* _YOUR OBJECTIVE_
Copy the following records verbatim, reproducing every line in its original order.
== == ==
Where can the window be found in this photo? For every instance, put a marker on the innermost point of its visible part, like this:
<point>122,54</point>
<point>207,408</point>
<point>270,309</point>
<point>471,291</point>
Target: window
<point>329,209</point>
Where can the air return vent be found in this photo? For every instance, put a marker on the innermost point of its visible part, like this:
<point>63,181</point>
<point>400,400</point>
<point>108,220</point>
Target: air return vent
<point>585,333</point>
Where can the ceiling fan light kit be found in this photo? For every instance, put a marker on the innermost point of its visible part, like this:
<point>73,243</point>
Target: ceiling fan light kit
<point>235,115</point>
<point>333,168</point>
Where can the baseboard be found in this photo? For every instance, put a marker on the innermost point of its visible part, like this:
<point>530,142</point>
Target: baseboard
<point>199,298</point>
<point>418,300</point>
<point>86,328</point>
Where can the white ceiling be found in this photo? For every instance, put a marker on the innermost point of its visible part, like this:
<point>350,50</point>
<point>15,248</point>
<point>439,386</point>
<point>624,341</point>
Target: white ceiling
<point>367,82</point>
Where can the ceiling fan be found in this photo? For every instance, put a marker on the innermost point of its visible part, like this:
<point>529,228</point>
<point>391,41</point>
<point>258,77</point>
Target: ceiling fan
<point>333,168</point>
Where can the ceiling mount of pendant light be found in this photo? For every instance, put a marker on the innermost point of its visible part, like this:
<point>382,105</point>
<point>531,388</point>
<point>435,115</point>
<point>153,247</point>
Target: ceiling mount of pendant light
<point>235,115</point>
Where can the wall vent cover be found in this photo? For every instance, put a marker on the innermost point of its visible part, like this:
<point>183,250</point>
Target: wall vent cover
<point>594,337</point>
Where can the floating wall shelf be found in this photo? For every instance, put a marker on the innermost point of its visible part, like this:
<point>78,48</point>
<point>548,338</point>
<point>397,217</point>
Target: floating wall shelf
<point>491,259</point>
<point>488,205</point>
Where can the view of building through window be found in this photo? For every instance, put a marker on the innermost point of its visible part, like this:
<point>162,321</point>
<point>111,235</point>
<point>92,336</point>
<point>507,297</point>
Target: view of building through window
== == ==
* _FULL ANSWER_
Where can the window be found in this photo? For every instance, put a marker on the innermost point of its visible part, like this:
<point>122,54</point>
<point>207,408</point>
<point>270,309</point>
<point>471,291</point>
Target: window
<point>329,209</point>
Where can the air return vent be found in this photo? For every instance, put a marker on the innermost point of its visible part, like this:
<point>63,181</point>
<point>400,400</point>
<point>108,220</point>
Target: air return vent
<point>585,333</point>
Where can the ceiling fan light kit be found in this photo? For every instance, put a marker on the innermost point of its visible part, like this:
<point>73,243</point>
Target: ceiling fan light kit
<point>235,115</point>
<point>333,168</point>
Where can the baseboard be found in this photo? For every instance, put a marker on the innermost point of its visible part, like this:
<point>530,142</point>
Target: baseboard
<point>199,298</point>
<point>418,300</point>
<point>86,328</point>
Where can the white ceiling be found in this photo? For every instance, put a marker on the innermost point of its visible part, like this:
<point>350,50</point>
<point>15,248</point>
<point>439,386</point>
<point>624,341</point>
Target: white ceiling
<point>367,82</point>
Where can the ceiling fan be found in this photo? For every instance, put a marker on the innermost point of its visible part, like this:
<point>529,228</point>
<point>391,41</point>
<point>258,77</point>
Target: ceiling fan
<point>333,168</point>
Where can the ceiling mount of pendant light be found in this photo? For every instance, put a marker on the innermost point of its visible part, like this:
<point>382,105</point>
<point>531,388</point>
<point>435,115</point>
<point>153,247</point>
Target: ceiling mount of pendant light
<point>235,115</point>
Where can the wall vent cover be found in this photo? For every instance, put a marker on the innermost point of its visible part, like this:
<point>183,250</point>
Target: wall vent cover
<point>594,337</point>
Where can the floating wall shelf be found in this photo? For every instance, put a marker on the innermost point of its visible part, like this:
<point>78,48</point>
<point>548,338</point>
<point>397,217</point>
Target: floating wall shelf
<point>491,259</point>
<point>488,205</point>
Where can the view of building through window be found in this photo? For every instance, put a marker on the innermost point of its visible part, like this:
<point>162,321</point>
<point>111,235</point>
<point>92,336</point>
<point>507,297</point>
Target: view of building through window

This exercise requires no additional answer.